[Opening DATA FOR ANALYSIS section]
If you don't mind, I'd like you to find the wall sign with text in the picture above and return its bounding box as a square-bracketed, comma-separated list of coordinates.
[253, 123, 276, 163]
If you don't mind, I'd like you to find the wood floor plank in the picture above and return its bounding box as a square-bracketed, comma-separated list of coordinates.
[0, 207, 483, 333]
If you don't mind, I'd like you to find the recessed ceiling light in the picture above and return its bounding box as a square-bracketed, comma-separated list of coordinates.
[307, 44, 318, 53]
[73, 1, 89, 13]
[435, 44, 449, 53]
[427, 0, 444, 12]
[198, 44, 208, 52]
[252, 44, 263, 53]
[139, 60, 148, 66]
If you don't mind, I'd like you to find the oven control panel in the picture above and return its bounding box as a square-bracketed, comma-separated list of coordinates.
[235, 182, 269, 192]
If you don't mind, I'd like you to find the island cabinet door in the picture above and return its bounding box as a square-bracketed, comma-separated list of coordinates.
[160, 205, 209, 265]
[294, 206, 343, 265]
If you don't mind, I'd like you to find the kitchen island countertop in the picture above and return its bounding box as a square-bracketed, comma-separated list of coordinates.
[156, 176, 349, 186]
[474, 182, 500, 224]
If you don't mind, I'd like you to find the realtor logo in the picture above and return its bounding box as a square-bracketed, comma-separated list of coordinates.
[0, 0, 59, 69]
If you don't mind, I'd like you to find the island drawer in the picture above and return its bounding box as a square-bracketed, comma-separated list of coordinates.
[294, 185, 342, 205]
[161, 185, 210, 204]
[Closing DATA FOR ANALYSIS section]
§ WORK REQUEST: Restate all of the entries above precisely.

§ RESULT:
If you don't mind, I'd like you to find the wall sign with text in the picture above and return its bounding box as a square-bracketed, comma-separated list of coordinates.
[253, 123, 276, 163]
If you don't mind, I'd like you to find the wood floor plank in the picture above and return its bounding box as a square-bracketed, comma-separated list of coordinates.
[0, 207, 483, 333]
If you don't mind, I'd like you to find the recessed ceiling light in the picture above and return its bounding box as a square-bracketed, comma-separated list of coordinates.
[307, 44, 318, 53]
[73, 1, 89, 13]
[435, 44, 449, 53]
[427, 0, 444, 12]
[198, 44, 208, 52]
[252, 44, 263, 53]
[139, 60, 148, 66]
If you don't mind, I'd like you to find the oven control panel in the picture above and return its bounding box as a square-bracketed, comma-separated list of coordinates.
[235, 182, 269, 192]
If you don't mind, I'd like you to find the island cabinet door in the picture above and return its bounding box as a square-bracketed, comma-separated list of coordinates.
[160, 205, 209, 265]
[294, 206, 343, 265]
If you don't mind, I'd like you to find the kitchen island countertop in the picture above and return its bounding box as a square-bracketed, comma-separated list of coordinates.
[156, 176, 349, 186]
[474, 182, 500, 224]
If you don't mind, I'd like you to find the realtor logo in the picture above and return its bounding box as a square-bracketed, comma-separated list of coordinates.
[0, 0, 59, 69]
If you don't mind, I'd like you to find the island drawer in the picture above and return its bounding box as a square-bracketed, comma-separated list of coordinates.
[294, 185, 342, 205]
[161, 185, 210, 204]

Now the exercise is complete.